• Problemas y tareas
A. Copia del reportaje sobre don Ángel Roitegui el fragmento entre "Texto: Victoria De" y "sufrían la enfermedad.", ambos incluidos.
B. Según el reportaje sobre don Ángel Roitegui, ¿en qué planta dormían él y don Claudio mientras vivieron en el hospital?
C. Di si cada frase coincide con el reportaje sobre don Ángel Roitegui y contesta sí o no, citando las palabras del reportaje que lo deciden: (i) Don Ángel vivió en el hospital todo abril y parte de mayo. (ii) Damián recibió un trasplante de médula de su padre. (iii) Damián es un niño de Ecuador.

• Sección del documento
------
Revista cultural y de cuestiones actuales
Número 718

La Clínica en el cielo

Texto: Victoria De Julián [Fia Com 21]. Fotografía: Manuel Castells [Com 87]  

Don Ángel Roitegui se encerró en la Clínica durante los cuarenta días de colapso para atender a los enfermos de coronavirus las veinticuatro horas. Con sus manos curtidas y delicadas —de mecánico y sacerdote— ungió, bendijo, arropó a los pacientes que, solos, sufrían la enfermedad.


En los despachos de capellanía de la Clínica Universidad de Navarra hay una agenda llena de nombres. En los días más duros de la pandemia, los de Semana Santa, hay más. Nombres y apellidos. A la derecha, el número de habitación. Y a la izquierda, unas siglas que indican si ese día murió o recibió la unción de los enfermos. Don Ángel Roitegui acaricia las páginas. 

Todo el mes de abril y parte de mayo se quedó a vivir en el hospital con don Claudio, capellán de la Clínica. Dormían en la cuarta planta con un teléfono y un busca en la mesilla por si había que dar una unción de urgencia. Las enfermeras estaban al quite. Una noche, a las dos de la mañana, las auxiliares avisaron a don Ángel de un fallecimiento en la zona covid para que fuese a rezar el responso. No había familiares. Después de estas visitas nocturnas, don Ángel conseguía dormir tranquilo. 

A don Ángel le gusta correr. Ha subido montañas y disfrutado en maratones. Ahora, con sesenta y ocho años, padece artrosis y solo recorre los pasillos de la Clínica. Después de la misa de la mañana, se prepara para la carrera. La comunión para Antonio antes de que le operen, escapularios para llevar a la uci y estampas de Eduardo Ortiz de Landázuri para repartir. La mascarilla, el gorro y las gafas encima de sus gafas habituales. Guantes. Otro par de guantes encima de los guantes. Bolsas de plástico en los pies. La bata de tela plastificada. Y el gel alcohólico.  Toc, toc. ¡Qué alegría su visita! Toc, toc. ¿Me estoy muriendo? ¡No! Solo vengo a saludarle, por si necesita algo... Toc, toc. ¡Quiero confesarme! ¿Sin anestesia?

Don Ángel también decora habitaciones. Por algo dice don Claudio que, de los dos, «don Ángel es el bueno». Después de cartografiar a los pacientes, don Ángel imprime mapas y fotos ad hoc. A Damián le empapeló el cuarto con fotos de Guayaquil. Es un niño de once años de Ecuador que le recuerda a Michael Jordan. Sufre leucemia y en mayo recibió un trasplante de médula de su madre. Van a celebrar su bautizo en la Clínica.
------
• Datos en bruto
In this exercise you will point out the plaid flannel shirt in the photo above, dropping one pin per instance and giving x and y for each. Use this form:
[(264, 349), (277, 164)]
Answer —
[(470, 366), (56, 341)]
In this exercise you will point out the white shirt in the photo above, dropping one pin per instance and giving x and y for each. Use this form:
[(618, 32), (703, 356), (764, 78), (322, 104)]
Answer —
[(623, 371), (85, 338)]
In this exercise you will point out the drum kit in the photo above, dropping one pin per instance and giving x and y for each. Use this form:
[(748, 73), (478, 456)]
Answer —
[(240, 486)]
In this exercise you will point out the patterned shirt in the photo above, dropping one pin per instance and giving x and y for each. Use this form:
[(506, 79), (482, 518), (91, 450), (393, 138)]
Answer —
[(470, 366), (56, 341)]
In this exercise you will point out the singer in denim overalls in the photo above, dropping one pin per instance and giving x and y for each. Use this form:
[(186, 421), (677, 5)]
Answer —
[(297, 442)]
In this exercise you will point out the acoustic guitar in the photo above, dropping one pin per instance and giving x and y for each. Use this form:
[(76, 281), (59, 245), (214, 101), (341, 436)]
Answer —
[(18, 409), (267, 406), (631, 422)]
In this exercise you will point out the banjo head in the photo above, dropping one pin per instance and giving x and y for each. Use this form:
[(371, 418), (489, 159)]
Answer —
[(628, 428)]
------
• Resultados por tarea
A.
Texto: Victoria De Julián [Fia Com 21]. Fotografía: Manuel Castells [Com 87]  

Don Ángel Roitegui se encerró en la Clínica durante los cuarenta días de colapso para atender a los enfermos de coronavirus las veinticuatro horas. Con sus manos curtidas y delicadas —de mecánico y sacerdote— ungió, bendijo, arropó a los pacientes que, solos, sufrían la enfermedad.

B. En la cuarta planta.

C. (i) Sí: «Todo el mes de abril y parte de mayo se quedó a vivir en el hospital con don Claudio». (ii) No: «en mayo recibió un trasplante de médula de su madre». (iii) Sí: «Es un niño de once años de Ecuador».